==== READING PASSAGE

Author Q&A
A Conversation with Gioconda Belli, author of THE COUNTRY UNDER MY SKIN
Q: Your book begins in the chilling setting of a Cuban Armed Forces munitions warehouse in January 1979, an AK-47 cradled in your arms as Fidel Castro observes your Sandinista delegation on the shooting range. Yet, there is something about this morning that seems charmingly naïve — you describe the experience as "…an atmosphere reminiscent of a pleasant elementary-school field trip." Did your patriotic thrill make the weapons training seem less dangerous or the prospects of an armed future seem less daunting?

========

GOALS.
1/ Count the lines in the entries that contain the word "green", and give only the number.
2/ Write the next part of the Gioconda Belli interview, picking up right after its final sentence.
The Gioconda Belli interview and the entries that follow it are unrelated to each other.

==== RECORDED DATA

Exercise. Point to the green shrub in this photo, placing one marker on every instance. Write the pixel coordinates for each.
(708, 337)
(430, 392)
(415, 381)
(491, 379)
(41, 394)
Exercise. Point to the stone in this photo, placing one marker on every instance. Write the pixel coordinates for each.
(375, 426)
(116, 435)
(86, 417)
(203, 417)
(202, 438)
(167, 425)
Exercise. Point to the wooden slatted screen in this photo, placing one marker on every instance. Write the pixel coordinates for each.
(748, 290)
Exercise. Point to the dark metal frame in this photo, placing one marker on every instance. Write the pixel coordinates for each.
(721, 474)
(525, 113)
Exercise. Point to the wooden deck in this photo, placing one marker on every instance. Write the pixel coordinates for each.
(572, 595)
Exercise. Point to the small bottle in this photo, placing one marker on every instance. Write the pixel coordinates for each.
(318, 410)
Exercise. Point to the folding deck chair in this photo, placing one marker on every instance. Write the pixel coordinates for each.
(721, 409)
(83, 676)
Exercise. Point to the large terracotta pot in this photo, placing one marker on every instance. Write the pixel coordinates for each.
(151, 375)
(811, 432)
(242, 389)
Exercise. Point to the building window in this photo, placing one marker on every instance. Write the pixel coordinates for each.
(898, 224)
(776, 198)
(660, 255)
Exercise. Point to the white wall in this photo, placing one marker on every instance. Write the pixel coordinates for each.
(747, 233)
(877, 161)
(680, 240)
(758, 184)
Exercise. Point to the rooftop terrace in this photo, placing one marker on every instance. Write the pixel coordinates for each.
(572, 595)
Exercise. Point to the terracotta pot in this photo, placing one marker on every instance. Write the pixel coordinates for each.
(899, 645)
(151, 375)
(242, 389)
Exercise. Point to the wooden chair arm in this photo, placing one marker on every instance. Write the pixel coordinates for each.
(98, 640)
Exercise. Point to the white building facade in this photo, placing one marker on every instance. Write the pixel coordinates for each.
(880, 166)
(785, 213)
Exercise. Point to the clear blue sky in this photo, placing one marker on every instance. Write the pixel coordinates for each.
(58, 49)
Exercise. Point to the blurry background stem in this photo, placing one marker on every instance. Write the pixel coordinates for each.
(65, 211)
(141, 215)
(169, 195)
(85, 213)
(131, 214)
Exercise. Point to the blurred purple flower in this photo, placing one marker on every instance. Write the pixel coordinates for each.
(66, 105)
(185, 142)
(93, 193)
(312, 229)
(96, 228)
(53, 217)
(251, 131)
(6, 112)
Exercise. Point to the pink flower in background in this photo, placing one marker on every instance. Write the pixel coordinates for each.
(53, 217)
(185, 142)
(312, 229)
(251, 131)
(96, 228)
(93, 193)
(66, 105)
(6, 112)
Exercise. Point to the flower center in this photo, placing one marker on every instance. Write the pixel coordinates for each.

========
==== RECORDED DATA

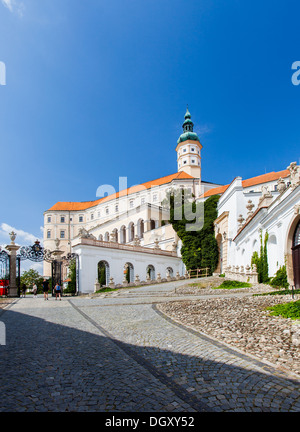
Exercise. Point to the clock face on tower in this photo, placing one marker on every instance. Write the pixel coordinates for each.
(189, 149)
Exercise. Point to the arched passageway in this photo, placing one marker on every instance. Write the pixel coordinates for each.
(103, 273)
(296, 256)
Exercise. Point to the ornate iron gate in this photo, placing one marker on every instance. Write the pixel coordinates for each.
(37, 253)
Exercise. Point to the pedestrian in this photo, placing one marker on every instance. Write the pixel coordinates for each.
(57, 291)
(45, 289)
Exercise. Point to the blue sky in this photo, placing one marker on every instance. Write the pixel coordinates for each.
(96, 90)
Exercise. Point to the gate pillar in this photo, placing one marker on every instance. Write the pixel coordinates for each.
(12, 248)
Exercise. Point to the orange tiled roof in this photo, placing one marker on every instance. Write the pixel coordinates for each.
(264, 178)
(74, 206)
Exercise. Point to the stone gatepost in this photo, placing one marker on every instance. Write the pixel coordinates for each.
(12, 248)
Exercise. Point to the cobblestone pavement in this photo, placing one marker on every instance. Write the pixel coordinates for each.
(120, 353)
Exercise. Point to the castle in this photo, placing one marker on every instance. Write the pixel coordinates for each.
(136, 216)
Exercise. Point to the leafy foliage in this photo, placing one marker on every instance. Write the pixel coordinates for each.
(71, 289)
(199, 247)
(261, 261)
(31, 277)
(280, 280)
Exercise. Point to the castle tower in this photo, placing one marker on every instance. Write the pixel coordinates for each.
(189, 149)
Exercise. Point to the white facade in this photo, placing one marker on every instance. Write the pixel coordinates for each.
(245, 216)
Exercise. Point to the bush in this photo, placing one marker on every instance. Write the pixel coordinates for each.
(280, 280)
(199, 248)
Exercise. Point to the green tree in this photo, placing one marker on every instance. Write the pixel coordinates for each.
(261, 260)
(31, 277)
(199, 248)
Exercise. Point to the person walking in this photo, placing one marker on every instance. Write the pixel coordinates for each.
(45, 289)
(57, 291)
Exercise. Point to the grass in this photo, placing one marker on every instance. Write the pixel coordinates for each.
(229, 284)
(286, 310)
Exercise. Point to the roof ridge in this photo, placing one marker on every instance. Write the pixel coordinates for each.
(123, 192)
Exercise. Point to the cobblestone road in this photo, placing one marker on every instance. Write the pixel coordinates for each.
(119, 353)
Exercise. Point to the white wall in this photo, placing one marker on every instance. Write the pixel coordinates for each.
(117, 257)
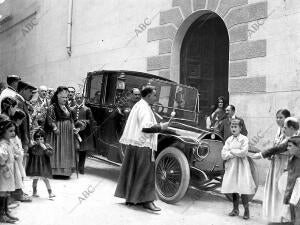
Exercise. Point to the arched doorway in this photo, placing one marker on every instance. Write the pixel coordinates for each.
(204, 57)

========

ANSWERS BY TASK.
1/ 2

2/
A: I was both anxious and fascinated at the idea of being in a shooting range. Most of the men I was with, however, were just thrilled with the idea. In the book, I reflect about the contrast between my fear and the nonchalant way everybody else seemed to approach the military training. In those days in Latin America, military dictatorships had closed the possibilities of a democratic opposition. People were jailed and killed for their political views. Armed struggle seemed the only viable path of resistance. Coming in contact with weapons, getting ready to participate in armed struggle was empowering and felt like the right thing to do. I didn’t look forward to it. I was afraid, but I felt it was the only way to be true to my commitment to my country’s freedom.
Q: The Sandinista movement was a composite of socialism, cooperativism, popular protest, pride and poetry. What made Sandinismo so compelling?
A: That we were fighting for a just cause. After forty-five years of dictatorship, of betrayal by the political parties, massacres, censorship of the press, utter misery for the majority of the population, people both in Nicaragua and abroad couldn’t help but admire and respect a group of young guerrillas who, defying all odds, took it upon themselves to depose a tyrant.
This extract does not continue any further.